▶ ENTRIES PROVIDED:
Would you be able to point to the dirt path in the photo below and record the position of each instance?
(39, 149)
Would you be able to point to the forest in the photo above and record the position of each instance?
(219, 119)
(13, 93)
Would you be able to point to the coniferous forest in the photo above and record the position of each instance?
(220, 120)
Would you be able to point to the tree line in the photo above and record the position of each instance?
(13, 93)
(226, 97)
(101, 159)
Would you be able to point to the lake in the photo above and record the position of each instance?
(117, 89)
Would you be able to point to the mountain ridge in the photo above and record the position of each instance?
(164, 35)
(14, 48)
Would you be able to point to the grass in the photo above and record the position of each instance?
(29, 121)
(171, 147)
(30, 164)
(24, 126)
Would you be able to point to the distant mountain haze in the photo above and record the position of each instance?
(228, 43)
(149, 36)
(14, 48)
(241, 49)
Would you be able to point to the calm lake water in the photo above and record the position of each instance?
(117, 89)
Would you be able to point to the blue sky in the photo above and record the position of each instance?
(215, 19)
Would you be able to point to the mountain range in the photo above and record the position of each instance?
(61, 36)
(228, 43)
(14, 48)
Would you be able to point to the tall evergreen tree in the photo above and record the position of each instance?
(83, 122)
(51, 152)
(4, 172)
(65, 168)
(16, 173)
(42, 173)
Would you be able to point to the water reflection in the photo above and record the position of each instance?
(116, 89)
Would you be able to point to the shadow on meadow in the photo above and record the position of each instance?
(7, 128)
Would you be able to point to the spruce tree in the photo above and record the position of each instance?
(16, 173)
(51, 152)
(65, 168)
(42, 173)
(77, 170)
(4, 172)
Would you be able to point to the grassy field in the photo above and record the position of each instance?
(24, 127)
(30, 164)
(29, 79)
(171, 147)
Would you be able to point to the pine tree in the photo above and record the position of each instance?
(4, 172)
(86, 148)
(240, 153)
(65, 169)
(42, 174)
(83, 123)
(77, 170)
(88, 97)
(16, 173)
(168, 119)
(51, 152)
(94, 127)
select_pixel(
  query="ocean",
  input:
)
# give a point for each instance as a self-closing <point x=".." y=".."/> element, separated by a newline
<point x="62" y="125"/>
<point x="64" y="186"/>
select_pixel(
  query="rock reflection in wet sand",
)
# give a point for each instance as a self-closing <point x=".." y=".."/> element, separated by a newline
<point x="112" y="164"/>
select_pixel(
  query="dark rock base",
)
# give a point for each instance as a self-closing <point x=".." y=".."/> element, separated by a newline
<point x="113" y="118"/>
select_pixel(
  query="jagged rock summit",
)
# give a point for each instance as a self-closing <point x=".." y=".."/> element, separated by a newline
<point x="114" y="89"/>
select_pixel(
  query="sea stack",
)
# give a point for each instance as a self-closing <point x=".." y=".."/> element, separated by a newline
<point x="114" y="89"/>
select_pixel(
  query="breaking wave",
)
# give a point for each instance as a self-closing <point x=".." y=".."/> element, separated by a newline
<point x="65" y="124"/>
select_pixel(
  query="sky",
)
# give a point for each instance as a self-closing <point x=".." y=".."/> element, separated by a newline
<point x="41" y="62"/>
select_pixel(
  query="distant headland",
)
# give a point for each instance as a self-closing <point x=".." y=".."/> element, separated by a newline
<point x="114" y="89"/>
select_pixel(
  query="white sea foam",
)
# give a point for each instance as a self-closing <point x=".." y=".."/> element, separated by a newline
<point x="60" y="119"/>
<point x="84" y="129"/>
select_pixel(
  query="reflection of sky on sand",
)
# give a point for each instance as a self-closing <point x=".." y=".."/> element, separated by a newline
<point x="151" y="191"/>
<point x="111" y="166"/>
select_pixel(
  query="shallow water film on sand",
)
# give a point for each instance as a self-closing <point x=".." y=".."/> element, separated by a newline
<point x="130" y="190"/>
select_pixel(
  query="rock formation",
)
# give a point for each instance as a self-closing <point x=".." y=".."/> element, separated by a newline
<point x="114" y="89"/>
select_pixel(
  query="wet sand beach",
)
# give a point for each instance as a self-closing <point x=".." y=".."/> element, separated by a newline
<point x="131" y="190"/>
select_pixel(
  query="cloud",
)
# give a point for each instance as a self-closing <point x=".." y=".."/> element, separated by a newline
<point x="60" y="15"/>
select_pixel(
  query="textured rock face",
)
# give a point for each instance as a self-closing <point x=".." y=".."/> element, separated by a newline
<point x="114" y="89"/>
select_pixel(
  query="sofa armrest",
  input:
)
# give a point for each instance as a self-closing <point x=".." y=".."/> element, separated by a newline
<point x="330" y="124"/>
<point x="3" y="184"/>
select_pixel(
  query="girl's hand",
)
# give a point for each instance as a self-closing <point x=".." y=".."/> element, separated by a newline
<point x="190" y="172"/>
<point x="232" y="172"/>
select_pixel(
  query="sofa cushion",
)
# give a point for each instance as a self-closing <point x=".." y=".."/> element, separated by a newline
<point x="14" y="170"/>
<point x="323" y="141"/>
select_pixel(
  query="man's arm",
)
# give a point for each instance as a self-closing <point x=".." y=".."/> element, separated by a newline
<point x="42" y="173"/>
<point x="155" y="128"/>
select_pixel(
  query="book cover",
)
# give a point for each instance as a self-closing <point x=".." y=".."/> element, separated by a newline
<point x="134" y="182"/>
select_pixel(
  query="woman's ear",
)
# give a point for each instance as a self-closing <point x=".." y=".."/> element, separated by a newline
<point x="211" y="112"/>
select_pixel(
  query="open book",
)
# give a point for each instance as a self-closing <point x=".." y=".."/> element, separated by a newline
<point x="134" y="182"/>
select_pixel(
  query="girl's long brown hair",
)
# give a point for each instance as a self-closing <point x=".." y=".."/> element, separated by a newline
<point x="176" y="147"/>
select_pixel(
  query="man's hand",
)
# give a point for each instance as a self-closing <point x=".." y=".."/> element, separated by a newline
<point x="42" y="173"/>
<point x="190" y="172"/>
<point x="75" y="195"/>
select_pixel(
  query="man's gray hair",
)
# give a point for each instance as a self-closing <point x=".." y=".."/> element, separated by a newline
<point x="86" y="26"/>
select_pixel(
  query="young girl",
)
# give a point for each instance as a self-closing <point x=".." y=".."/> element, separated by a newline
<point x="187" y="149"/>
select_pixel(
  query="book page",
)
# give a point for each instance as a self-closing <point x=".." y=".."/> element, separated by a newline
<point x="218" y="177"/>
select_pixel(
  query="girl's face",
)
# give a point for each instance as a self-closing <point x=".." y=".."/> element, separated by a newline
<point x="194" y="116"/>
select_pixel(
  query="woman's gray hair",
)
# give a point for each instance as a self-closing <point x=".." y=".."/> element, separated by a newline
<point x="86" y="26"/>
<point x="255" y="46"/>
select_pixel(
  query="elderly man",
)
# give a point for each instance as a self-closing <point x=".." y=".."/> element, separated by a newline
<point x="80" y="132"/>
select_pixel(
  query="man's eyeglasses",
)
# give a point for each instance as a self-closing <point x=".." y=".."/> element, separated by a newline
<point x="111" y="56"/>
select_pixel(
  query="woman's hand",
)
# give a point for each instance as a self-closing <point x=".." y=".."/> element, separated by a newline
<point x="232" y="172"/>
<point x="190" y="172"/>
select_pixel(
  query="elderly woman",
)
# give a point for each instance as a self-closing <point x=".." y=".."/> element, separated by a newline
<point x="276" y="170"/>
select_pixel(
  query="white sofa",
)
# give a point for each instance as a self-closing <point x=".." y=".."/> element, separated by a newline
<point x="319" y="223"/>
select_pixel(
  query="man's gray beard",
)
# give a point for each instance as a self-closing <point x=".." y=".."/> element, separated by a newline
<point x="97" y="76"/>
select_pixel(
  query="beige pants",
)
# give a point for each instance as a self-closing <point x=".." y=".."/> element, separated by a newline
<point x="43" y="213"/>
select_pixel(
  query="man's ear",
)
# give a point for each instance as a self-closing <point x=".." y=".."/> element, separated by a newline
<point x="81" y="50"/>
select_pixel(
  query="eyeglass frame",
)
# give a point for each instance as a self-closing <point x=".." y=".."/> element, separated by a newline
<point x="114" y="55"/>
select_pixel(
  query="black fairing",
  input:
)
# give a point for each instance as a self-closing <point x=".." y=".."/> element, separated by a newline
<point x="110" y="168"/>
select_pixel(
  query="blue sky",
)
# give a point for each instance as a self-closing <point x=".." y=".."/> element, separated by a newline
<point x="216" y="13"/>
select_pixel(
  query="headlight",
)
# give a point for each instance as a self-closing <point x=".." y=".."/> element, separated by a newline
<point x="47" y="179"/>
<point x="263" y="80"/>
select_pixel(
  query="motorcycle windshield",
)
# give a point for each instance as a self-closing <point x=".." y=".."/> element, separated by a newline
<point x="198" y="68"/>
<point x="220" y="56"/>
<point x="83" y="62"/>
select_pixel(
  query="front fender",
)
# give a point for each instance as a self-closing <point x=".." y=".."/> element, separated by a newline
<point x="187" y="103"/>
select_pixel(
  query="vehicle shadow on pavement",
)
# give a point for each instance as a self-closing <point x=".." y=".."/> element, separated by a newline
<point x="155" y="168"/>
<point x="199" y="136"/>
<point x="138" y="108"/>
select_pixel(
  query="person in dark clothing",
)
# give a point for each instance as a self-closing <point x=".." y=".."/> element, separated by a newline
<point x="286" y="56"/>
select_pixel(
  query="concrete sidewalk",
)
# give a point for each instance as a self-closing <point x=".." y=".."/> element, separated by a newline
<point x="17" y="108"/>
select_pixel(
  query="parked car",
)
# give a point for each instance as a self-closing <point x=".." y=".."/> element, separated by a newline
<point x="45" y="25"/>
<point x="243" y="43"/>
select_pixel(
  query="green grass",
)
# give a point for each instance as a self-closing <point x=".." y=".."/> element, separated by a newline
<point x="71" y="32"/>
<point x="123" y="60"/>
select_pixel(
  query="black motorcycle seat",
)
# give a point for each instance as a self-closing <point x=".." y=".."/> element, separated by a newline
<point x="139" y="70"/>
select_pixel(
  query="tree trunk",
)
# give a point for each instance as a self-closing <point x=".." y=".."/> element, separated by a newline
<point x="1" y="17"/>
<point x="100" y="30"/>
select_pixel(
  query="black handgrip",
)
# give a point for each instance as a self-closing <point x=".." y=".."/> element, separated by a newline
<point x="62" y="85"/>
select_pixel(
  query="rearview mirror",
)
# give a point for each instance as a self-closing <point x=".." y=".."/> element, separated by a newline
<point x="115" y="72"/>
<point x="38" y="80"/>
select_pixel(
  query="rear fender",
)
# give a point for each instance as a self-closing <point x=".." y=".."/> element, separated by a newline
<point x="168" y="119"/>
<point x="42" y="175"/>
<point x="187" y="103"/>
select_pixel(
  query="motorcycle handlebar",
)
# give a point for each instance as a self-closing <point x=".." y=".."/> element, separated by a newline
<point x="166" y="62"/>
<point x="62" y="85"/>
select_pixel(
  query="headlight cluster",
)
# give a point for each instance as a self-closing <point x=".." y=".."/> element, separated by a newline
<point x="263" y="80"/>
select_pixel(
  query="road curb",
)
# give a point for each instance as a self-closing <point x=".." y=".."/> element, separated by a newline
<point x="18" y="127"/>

▶ TASK STATEMENT: Look through the material and report how many of its lines hold the string "book", giving the number only.

▶ EXERCISE RESULT: 3